> **Available records**

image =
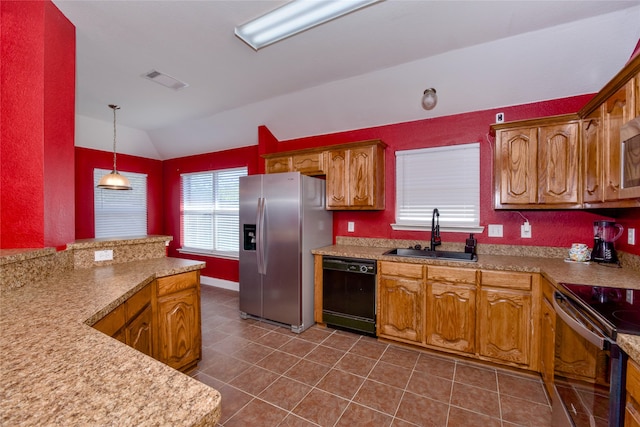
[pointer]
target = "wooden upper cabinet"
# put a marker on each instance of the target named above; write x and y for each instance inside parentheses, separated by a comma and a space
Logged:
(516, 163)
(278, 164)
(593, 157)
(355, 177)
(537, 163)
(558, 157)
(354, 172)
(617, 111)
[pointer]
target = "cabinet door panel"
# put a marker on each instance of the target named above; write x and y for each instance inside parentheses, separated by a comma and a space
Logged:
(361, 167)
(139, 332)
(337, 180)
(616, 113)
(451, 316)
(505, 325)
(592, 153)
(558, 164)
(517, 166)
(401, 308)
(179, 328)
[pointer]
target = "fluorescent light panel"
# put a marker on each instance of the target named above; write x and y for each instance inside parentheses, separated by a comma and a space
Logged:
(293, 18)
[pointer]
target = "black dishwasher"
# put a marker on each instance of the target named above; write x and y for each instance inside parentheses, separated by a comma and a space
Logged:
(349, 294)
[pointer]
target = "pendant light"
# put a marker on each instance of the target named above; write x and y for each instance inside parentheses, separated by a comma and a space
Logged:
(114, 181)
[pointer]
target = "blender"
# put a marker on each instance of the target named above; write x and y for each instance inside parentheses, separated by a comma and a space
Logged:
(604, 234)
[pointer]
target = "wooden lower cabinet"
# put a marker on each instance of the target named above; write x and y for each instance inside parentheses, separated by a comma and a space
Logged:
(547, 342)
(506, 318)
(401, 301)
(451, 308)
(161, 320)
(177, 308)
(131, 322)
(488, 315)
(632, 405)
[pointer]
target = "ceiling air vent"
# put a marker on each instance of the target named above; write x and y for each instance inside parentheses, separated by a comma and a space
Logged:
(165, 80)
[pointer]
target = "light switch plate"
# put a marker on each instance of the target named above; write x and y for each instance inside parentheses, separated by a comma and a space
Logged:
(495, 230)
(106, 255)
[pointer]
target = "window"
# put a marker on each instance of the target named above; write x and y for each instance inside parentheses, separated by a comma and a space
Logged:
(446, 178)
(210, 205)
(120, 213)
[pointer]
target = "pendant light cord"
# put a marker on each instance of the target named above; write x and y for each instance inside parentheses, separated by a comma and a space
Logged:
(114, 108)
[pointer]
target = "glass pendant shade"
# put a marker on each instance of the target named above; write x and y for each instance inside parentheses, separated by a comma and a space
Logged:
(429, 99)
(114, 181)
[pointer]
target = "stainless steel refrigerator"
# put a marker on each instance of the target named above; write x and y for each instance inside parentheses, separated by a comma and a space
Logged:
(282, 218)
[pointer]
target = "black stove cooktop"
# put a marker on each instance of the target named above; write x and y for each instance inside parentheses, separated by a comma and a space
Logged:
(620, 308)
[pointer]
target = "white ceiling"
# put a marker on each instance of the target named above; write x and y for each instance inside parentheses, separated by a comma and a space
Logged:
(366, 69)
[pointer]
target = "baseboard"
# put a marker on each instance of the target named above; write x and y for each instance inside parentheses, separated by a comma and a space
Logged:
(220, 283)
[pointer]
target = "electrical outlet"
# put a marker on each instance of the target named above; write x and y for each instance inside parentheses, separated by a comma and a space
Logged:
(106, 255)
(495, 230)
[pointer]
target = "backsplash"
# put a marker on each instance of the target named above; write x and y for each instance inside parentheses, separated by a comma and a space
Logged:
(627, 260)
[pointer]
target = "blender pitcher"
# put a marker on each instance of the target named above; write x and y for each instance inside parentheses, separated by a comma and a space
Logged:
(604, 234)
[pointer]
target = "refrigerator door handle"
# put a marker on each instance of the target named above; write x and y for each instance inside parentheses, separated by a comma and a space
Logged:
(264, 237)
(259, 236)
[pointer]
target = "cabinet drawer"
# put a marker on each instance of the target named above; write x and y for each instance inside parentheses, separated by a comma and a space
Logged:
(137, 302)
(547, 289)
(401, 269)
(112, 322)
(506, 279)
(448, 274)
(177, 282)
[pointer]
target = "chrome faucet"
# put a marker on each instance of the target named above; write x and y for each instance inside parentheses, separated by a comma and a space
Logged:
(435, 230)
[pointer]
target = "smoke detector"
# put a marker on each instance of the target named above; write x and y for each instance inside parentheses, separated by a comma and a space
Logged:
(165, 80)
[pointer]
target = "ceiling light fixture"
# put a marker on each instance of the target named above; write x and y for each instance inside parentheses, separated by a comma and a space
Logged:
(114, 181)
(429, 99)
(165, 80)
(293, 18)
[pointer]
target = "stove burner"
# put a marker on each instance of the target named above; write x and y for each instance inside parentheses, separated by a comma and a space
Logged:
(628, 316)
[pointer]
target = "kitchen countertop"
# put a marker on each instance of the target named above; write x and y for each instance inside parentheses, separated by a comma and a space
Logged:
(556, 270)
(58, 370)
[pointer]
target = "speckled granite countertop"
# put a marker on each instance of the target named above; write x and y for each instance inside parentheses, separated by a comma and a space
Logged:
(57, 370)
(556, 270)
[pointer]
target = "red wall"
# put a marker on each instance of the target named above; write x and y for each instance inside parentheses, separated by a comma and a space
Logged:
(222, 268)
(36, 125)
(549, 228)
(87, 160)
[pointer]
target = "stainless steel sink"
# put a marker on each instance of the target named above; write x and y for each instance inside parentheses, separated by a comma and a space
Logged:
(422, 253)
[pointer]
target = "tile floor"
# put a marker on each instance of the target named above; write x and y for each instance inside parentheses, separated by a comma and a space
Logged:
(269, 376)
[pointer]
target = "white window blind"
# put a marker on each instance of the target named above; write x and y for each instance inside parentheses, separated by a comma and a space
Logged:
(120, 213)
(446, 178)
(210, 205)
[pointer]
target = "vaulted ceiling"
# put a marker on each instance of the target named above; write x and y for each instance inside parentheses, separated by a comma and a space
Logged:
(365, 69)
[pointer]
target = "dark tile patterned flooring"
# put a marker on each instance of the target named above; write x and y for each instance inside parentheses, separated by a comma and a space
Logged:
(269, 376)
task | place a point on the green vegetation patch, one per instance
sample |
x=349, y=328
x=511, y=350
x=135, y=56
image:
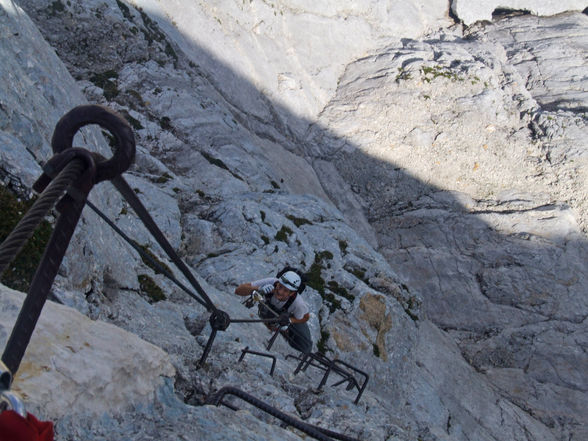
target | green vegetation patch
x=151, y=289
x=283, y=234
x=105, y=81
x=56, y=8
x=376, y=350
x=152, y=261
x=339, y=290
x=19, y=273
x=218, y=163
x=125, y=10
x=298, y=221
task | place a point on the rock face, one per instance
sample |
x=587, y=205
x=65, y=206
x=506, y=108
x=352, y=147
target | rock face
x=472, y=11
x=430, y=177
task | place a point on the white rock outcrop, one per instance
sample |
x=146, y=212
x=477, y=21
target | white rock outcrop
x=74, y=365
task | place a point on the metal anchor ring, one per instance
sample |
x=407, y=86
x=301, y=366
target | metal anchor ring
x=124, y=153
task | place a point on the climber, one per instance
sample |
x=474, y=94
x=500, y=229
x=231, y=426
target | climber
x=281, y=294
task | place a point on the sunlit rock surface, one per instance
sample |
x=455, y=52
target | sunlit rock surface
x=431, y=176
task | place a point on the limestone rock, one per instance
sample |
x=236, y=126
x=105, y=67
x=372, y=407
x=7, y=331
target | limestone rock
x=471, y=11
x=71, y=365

> **Task item**
Print the data above in full and exactly as it appears, skipping the pictures.

> **Finished task**
image =
[pointer]
target = "wooden upper cabinet"
# put a marker on each instance of the target named above; write x and y for each instance inside parentheses, separated by a comma and a space
Logged:
(516, 163)
(278, 164)
(593, 157)
(355, 177)
(537, 163)
(558, 157)
(354, 172)
(617, 111)
[pointer]
target = "cabinet door panel"
# put a marker on each instance of the target named above; write x and y for each instance inside parentheses, separated by a comma and a space
Logged:
(361, 167)
(139, 332)
(337, 180)
(616, 113)
(451, 316)
(505, 325)
(592, 153)
(558, 164)
(517, 166)
(401, 308)
(179, 328)
[pointer]
target = "fluorescent light panel"
# put a marker on each instance of the target named above; write x and y for each instance inside parentheses, separated by a comma and a space
Logged:
(293, 18)
[pointer]
target = "black dishwasher"
# put a marker on each instance of the target named above; write x and y for each instance inside parentheses, separated by a comma and a space
Logged:
(349, 294)
[pointer]
target = "pendant light"
# put a marker on each instance of the target named above; write x and y for each instance inside parentheses, separated by a comma and a space
Logged:
(114, 181)
[pointer]
target = "blender"
# put a marker on each instance of the target named above; write x and y for each instance inside parentheses, separated by a comma and a space
Logged:
(604, 234)
[pointer]
target = "wooden lower cabinet"
# put a marker on each instance of the target named above; write x and y for each instance inside parentheses, separated by a comma and a space
Logged:
(547, 342)
(506, 318)
(401, 301)
(451, 308)
(161, 320)
(177, 308)
(131, 322)
(488, 315)
(632, 405)
[pointer]
target = "ceiling air vent"
# put a marker on each instance of the target named above; write x and y for each instance inside parentheses, separated by a comma and a space
Logged:
(165, 80)
[pointer]
target = "light switch plate"
# put a marker on each instance of the target named above; write x and y for each instance inside parentheses, separated by a comma and a space
Logged:
(495, 230)
(106, 255)
[pointer]
target = "window"
# put a marker on each instance of the target named above; write x and y for each instance inside parentheses, separated by a comma and a space
Logged:
(446, 178)
(210, 205)
(120, 213)
[pointer]
target = "pendant light cord"
# put a marker on each instance of the target named above; write x and y for each instance inside parentheses, separated by a comma and a space
Logged:
(114, 108)
[pointer]
target = "glass pendant shade"
# put a marker on each instance of the target named above; write x and y for each instance inside parentheses, separated by a comma and a space
Logged:
(429, 99)
(114, 181)
[pointer]
target = "stainless steel refrigerator"
# put a marker on each instance of the target named above; write x and y for each instance inside parentheses, separated by a comma and a space
Logged:
(282, 218)
[pointer]
target = "black stove cooktop"
# put a marker on each instance of the target named above; write x and y for each instance inside parentheses, separated by a comma and a space
Logged:
(620, 308)
[pointer]
target = "white ceiling"
# put a marker on each instance of the target named above; write x and y for each instance inside parentheses, separated by a comma and a space
Logged:
(366, 69)
[pointer]
target = "baseboard"
# put a marker on each instance of the target named above; write x and y for each instance inside parentheses, separated by a comma and a space
Logged:
(220, 283)
[pointer]
target = "electrical outlet"
# put a marker on each instance of the target named above; write x and y for each instance inside parentheses, separated by a comma and a space
Logged:
(106, 255)
(495, 230)
[pointer]
target = "backsplash"
# put a marker on each instance of the target named above; write x and y for each instance inside parentheses, separated by a comma and a space
Logged:
(627, 260)
[pointer]
target = "blender pitcher"
# put a marker on each instance of the target named above; write x and y for each instance inside parentheses, separated by a comma and a space
Logged:
(604, 234)
[pointer]
target = "refrigerator door handle"
# put a marker on each instance of the target named above; write x and y for each instance inside parentheses, separated by a comma and a space
Logged:
(264, 237)
(259, 236)
[pointer]
target = "cabinet drawer"
# put a marker on each instance of the target named above; write x and y for each instance inside parentheses, separated by a comma and a space
Logged:
(137, 302)
(547, 289)
(401, 269)
(112, 322)
(506, 279)
(448, 274)
(177, 282)
[pointer]
target = "chrome faucet"
# put a marker on each instance of the target named above; write x and y for each instance inside parentheses, separated by a comma and a space
Logged:
(435, 230)
[pointer]
target = "smoke detector"
# put a marker on each instance of the target named above; write x and y for each instance inside parentheses, separated by a comma and a space
Logged:
(165, 80)
[pointer]
target = "ceiling light fixture"
# put a marker on each instance of the target named above; write x and y for each instance inside parentheses, separated by a comma and a space
Logged:
(114, 181)
(429, 99)
(165, 80)
(293, 18)
[pointer]
target = "stove burner"
# put a marker on each instance of the target named above; write x and y for each instance inside parentheses, separated by a comma and a space
Logged:
(628, 316)
[pointer]
target = "kitchen countertop"
# put a marker on each instance of the target named above; write x and y for each instance inside parentheses, separated by a comma and a space
Logged:
(556, 270)
(58, 370)
[pointer]
target = "speckled granite countertop"
# put a marker on each instance of the target named above; write x and y for each instance inside parentheses, separated by a comma and a space
Logged:
(57, 370)
(556, 270)
[pointer]
target = "red wall"
# put a marker on each instance of the target named above; write x and y for each instance inside parentheses, separated by a comma and a space
Logged:
(222, 268)
(36, 125)
(549, 228)
(87, 160)
[pointer]
target = "stainless steel sink"
# put a marker on each instance of the target named above; write x and y for each instance inside parentheses, separated by a comma and a space
Logged:
(422, 253)
[pointer]
target = "tile floor"
# put a marker on each instance of the target named above; write x and y for each instance inside parentheses, separated by a comma and a space
Logged:
(269, 376)
[pointer]
target = "white window blind"
# put a marker on each instance of the target named above; write x and y for each instance inside parentheses, separated by a comma and a space
Logged:
(120, 213)
(446, 178)
(210, 205)
[pointer]
target = "vaulted ceiling"
# put a marker on each instance of the target named above; write x and y for each instance inside parentheses, separated by a comma and a space
Logged:
(365, 69)
[pointer]
target = "dark tile patterned flooring"
# put a marker on each instance of the target named above; write x and y for each instance inside parentheses, separated by a comma and a space
Logged:
(269, 376)
task | place a point on the green vegetation patch, one per instance
sample |
x=349, y=328
x=511, y=350
x=135, y=56
image:
target | green vegetation patch
x=151, y=289
x=283, y=234
x=105, y=81
x=56, y=8
x=376, y=350
x=152, y=261
x=339, y=290
x=19, y=273
x=218, y=163
x=125, y=10
x=298, y=221
task | place a point on the rock face, one per instance
sample |
x=587, y=205
x=65, y=206
x=506, y=108
x=352, y=147
target | rock face
x=472, y=11
x=430, y=177
task | place a point on the white rock outcrop, one per instance
sample |
x=146, y=212
x=477, y=21
target | white rock outcrop
x=74, y=365
task | place a point on the metal anchor ring, one per instance
sample |
x=407, y=86
x=301, y=366
target | metal anchor ring
x=124, y=153
task | place a point on the climber, one per instance
sample |
x=474, y=94
x=500, y=229
x=231, y=426
target | climber
x=281, y=294
task | place a point on the sunlit rock surface, one per instance
sample |
x=455, y=52
target | sunlit rock surface
x=431, y=176
task | place a point on the limestone rock, one per instance
sample |
x=236, y=126
x=105, y=67
x=372, y=407
x=7, y=331
target | limestone rock
x=471, y=11
x=71, y=365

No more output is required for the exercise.